===== TEXT PASSAGE

Currently, there is a shortage in the supply of organs to people awaiting a transplant, especially kidneys. This shows that the demand for human organs exceeds what is being supplied and further implies that people are dying from waiting too long to receive them, or from not receiving them at all. If the United States eventually allowed payment in exchange for kidney donations by introducing a free market economy, this would most likely not be the case. As we have learned, consumers respond to both positive and negative incentives. In this case, we are providing a positive incentive by allowing donors to inherit a monetary reward for their donation. Due to the incentive being provided, supply will then begin to increase and eventually reach market equilibrium, as shown in Figure 1.

==========

■ **PROBLEMS AND TASKS**
a. Which groups of people does the kidney donation passage mention?
b. Could you go on with the kidney donation passage, starting after its last sentence?
The rows below are separate material and are not part of the kidney donation passage.

===== INFORMATION PROVIDED

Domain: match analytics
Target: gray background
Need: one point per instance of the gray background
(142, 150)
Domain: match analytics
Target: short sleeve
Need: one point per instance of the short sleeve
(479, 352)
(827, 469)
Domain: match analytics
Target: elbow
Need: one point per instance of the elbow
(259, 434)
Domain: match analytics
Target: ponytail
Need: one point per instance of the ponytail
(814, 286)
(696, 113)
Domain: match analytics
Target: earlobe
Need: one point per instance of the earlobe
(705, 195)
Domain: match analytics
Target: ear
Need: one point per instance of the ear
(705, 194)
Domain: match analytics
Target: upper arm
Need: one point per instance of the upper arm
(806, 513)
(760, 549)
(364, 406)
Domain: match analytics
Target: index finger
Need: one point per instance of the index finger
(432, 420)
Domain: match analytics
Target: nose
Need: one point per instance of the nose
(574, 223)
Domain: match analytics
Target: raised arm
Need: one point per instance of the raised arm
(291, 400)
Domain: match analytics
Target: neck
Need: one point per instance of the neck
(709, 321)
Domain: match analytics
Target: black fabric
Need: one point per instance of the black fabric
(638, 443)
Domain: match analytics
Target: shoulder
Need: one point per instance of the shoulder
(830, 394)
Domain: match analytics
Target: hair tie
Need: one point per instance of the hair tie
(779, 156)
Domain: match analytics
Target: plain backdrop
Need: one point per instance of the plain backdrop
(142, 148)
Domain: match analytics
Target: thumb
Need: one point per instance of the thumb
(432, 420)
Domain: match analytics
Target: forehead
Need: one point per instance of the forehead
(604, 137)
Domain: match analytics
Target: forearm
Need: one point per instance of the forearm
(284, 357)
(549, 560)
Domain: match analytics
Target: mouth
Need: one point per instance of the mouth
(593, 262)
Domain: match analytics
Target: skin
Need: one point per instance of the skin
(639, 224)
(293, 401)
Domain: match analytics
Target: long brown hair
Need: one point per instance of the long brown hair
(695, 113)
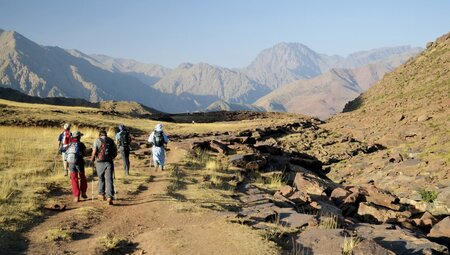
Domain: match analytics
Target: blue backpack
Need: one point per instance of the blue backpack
(73, 154)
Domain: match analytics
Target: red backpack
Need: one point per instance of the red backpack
(107, 150)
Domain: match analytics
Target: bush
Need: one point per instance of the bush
(428, 195)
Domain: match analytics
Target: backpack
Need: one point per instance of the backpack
(107, 151)
(158, 139)
(73, 153)
(66, 138)
(124, 139)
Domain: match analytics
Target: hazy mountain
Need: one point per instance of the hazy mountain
(408, 113)
(207, 83)
(222, 105)
(147, 73)
(326, 94)
(52, 72)
(287, 62)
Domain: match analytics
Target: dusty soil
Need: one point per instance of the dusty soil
(149, 223)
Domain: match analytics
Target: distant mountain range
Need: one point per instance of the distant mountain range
(54, 72)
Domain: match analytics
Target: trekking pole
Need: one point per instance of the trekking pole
(54, 162)
(114, 186)
(92, 183)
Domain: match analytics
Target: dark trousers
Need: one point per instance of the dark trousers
(105, 172)
(125, 154)
(78, 179)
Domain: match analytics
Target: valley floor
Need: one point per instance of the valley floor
(151, 222)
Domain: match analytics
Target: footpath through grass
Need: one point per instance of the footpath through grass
(31, 175)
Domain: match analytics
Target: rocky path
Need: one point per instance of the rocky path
(149, 222)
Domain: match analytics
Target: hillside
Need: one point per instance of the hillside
(207, 83)
(326, 94)
(146, 73)
(222, 105)
(287, 62)
(53, 72)
(408, 113)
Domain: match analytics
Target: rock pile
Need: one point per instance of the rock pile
(309, 200)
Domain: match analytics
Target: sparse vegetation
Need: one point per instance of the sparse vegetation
(350, 244)
(58, 234)
(428, 195)
(329, 221)
(112, 242)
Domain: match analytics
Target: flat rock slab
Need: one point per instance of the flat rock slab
(290, 218)
(399, 240)
(321, 241)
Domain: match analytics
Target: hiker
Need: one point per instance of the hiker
(64, 140)
(75, 158)
(104, 151)
(158, 138)
(123, 140)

==========

■ **ANSWERS BY ITEM**
a. People awaiting a transplant, consumers, and donors.

b.
With deregulation in the market for organ donation, the associations that handle the selling and transplant processes would benefit more than patients physically receiving the organs. Businesses would profit because there would be an increase in organ supply to meet the preexisting demands, but the consumers would be at a disadvantage since there would be no set price standards, or even as much of a guarantee for health standards. The current market is not economically efficient; that is, the current method or system of allocation when it comes to the organ donation market is not operating at its maximum potential. If the market was economically efficient, there would not be such a large amount of people dying from not receiving organs in time. However, even if there was an allocation process that allowed the economy under our circumstances to become efficient, there is still the issue of equity. What is the equity of our current market? According to a study by economists William Barnett II, Michael Saliba, and Deborah Walker in The Independent Review, by disallowing donors to receive payment for their kidneys (or other organs), we are furthering our market from a place of equity, or fairness. The study explains that equity is not being achieved largely because by taking away the ability to receive monetary compensation for a donation, the opportunity for the poor to earn money that could be spent on bettering their well-being is taken away. However, after deregulation took effect, there would be more economic efficiency because there would most likely be an increase in supply which would then allocate more to a greater amount of people. The issue of equity would also be improved because the vast majority of people, if not all, would be able to benefit from their donation, and, referencing back to the aforementioned article, the poor would have another option for income if they so choose.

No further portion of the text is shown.